* Begin DATA ROWS *

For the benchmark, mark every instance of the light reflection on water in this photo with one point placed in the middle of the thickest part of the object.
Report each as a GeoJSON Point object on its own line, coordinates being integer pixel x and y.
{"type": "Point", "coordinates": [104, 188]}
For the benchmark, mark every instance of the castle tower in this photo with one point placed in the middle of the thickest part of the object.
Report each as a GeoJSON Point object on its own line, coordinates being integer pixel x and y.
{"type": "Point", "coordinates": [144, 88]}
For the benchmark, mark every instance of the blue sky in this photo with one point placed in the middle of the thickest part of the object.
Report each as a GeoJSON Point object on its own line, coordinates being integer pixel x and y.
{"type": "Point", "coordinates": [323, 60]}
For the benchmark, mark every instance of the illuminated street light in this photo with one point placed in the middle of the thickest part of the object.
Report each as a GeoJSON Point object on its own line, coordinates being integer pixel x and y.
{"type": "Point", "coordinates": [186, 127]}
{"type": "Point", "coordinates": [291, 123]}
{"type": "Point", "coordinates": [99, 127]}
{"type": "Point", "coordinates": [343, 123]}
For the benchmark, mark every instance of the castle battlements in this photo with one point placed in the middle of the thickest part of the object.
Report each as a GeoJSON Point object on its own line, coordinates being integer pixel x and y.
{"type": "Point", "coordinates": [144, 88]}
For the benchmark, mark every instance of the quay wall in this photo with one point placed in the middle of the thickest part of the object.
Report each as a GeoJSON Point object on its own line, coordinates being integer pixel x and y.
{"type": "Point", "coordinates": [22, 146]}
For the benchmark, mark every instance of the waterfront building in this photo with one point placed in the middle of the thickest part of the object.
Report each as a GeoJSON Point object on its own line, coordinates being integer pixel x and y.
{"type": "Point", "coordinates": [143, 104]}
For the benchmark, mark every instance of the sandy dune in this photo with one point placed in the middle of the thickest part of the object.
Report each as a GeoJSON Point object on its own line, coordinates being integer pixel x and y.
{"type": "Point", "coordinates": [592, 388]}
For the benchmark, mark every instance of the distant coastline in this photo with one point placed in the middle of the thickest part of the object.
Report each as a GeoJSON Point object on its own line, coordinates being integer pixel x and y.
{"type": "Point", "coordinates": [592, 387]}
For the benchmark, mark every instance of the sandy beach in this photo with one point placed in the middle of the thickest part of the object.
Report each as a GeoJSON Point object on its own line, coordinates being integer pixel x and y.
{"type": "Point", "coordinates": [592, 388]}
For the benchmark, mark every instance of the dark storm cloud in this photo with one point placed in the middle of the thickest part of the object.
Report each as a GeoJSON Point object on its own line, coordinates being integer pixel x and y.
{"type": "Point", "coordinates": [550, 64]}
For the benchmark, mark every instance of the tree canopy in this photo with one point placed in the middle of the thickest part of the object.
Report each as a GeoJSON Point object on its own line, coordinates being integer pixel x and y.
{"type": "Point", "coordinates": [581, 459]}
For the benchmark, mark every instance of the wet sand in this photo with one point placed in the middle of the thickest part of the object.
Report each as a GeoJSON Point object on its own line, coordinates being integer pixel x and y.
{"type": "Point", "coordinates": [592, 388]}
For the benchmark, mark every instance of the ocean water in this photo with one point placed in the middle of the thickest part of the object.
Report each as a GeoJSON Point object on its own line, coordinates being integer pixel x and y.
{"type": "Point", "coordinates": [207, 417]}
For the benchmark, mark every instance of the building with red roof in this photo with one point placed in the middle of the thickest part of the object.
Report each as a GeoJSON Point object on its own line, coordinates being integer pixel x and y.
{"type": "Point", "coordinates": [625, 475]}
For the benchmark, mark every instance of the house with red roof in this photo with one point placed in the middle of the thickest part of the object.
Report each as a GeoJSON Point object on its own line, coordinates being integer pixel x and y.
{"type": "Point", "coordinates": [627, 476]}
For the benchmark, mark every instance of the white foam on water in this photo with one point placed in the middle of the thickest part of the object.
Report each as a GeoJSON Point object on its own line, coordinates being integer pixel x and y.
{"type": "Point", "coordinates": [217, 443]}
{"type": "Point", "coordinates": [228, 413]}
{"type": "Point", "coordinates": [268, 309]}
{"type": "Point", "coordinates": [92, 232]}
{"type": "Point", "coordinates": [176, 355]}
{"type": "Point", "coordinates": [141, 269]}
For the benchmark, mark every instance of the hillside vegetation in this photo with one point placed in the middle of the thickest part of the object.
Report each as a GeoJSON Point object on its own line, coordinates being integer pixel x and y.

* End DATA ROWS *

> [AIM OF THE TASK]: Print all of the records above again, character for character, without changing anything.

> [OUTPUT OF THE TASK]:
For the benchmark, mark every instance of the light reflection on water in this photo with one point placed in the middle of the thickest part of the object.
Report each as a GeoJSON Point object on its own line, coordinates being integer pixel x and y.
{"type": "Point", "coordinates": [104, 188]}
For the benchmark, mark every instance of the castle tower in this photo with one point placed in the middle of the thickest part of the object.
Report each as a GeoJSON Point object on its own line, coordinates being integer pixel x and y.
{"type": "Point", "coordinates": [144, 88]}
For the benchmark, mark every instance of the blue sky in this photo with one point placed in the middle of the thickest part of the object.
Report each as a GeoJSON Point object on its own line, coordinates being integer pixel x and y.
{"type": "Point", "coordinates": [323, 60]}
For the benchmark, mark every instance of the illuminated street light in this photo with one point placed in the middle of the thickest part of the object.
Report each as a GeoJSON Point object on its own line, coordinates being integer pixel x and y.
{"type": "Point", "coordinates": [186, 127]}
{"type": "Point", "coordinates": [291, 123]}
{"type": "Point", "coordinates": [99, 127]}
{"type": "Point", "coordinates": [343, 123]}
For the benchmark, mark every instance of the castle battlements in this photo with one point placed in the middle of the thickest part of the object.
Report each as a GeoJSON Point object on its own line, coordinates being integer pixel x and y.
{"type": "Point", "coordinates": [144, 88]}
For the benchmark, mark every instance of the quay wall in this photo with one point placed in the middle of the thickest part of the object.
Report each as a GeoJSON Point object on its own line, coordinates being integer pixel x and y.
{"type": "Point", "coordinates": [22, 146]}
For the benchmark, mark every instance of the waterfront building in this photo with one point placed in the middle of the thickest part of the object.
Report each as a GeoJSON Point object on its own line, coordinates being integer pixel x and y.
{"type": "Point", "coordinates": [143, 104]}
For the benchmark, mark every instance of the sandy dune in this photo with one point placed in the middle of the thickest part of the object.
Report each as a GeoJSON Point object on its own line, coordinates being integer pixel x and y.
{"type": "Point", "coordinates": [592, 388]}
For the benchmark, mark every instance of the distant coastline in this photo with one point placed in the middle of the thickest part of the object.
Report each as a GeoJSON Point object on its own line, coordinates being integer pixel x and y.
{"type": "Point", "coordinates": [592, 387]}
For the benchmark, mark every instance of the sandy beach in this photo with one point placed in the middle of the thickest part of the object.
Report each as a GeoJSON Point object on its own line, coordinates being integer pixel x and y.
{"type": "Point", "coordinates": [592, 388]}
For the benchmark, mark every instance of the dark storm cloud in this photo with one point placed in the middle of the thickest part of the object.
Report each as a GeoJSON Point object on its own line, coordinates being integer pixel x and y.
{"type": "Point", "coordinates": [550, 64]}
For the benchmark, mark every instance of the tree canopy in this photo with one point placed in the middle of the thickest part of the object.
Report each as a GeoJSON Point object on its own line, coordinates being integer pixel x and y.
{"type": "Point", "coordinates": [581, 459]}
For the benchmark, mark every instance of the wet sand in this photo with one point placed in the middle of the thickest part of the object.
Report each as a GeoJSON Point object on its own line, coordinates being integer pixel x and y.
{"type": "Point", "coordinates": [592, 388]}
For the benchmark, mark every instance of the ocean water in this photo with one point placed in the middle of the thickest part of the object.
Report each as a GeoJSON Point object on its own line, coordinates being integer pixel x and y.
{"type": "Point", "coordinates": [207, 417]}
For the benchmark, mark every instance of the building with red roof in this photo with one point placed in the middle of the thickest part of the object.
Report each as a GeoJSON Point object on its own line, coordinates being integer pixel x and y.
{"type": "Point", "coordinates": [625, 475]}
For the benchmark, mark every instance of the house with red roof in this photo with one point placed in the middle of the thickest part of the object.
Report each as a GeoJSON Point object on its own line, coordinates being integer pixel x and y.
{"type": "Point", "coordinates": [627, 476]}
For the benchmark, mark every instance of the white foam on water in this photo with one point placed in the middle of the thickest part of the object.
Report each as a GeoJSON Point object on its own line, coordinates being integer pixel x and y.
{"type": "Point", "coordinates": [217, 443]}
{"type": "Point", "coordinates": [228, 413]}
{"type": "Point", "coordinates": [268, 309]}
{"type": "Point", "coordinates": [92, 232]}
{"type": "Point", "coordinates": [176, 355]}
{"type": "Point", "coordinates": [141, 269]}
For the benchmark, mark every instance of the hillside vegetation in this photo with one point placed in the middle of the thickest part of the object.
Report each as a GeoJSON Point object on its own line, coordinates being integer pixel x and y.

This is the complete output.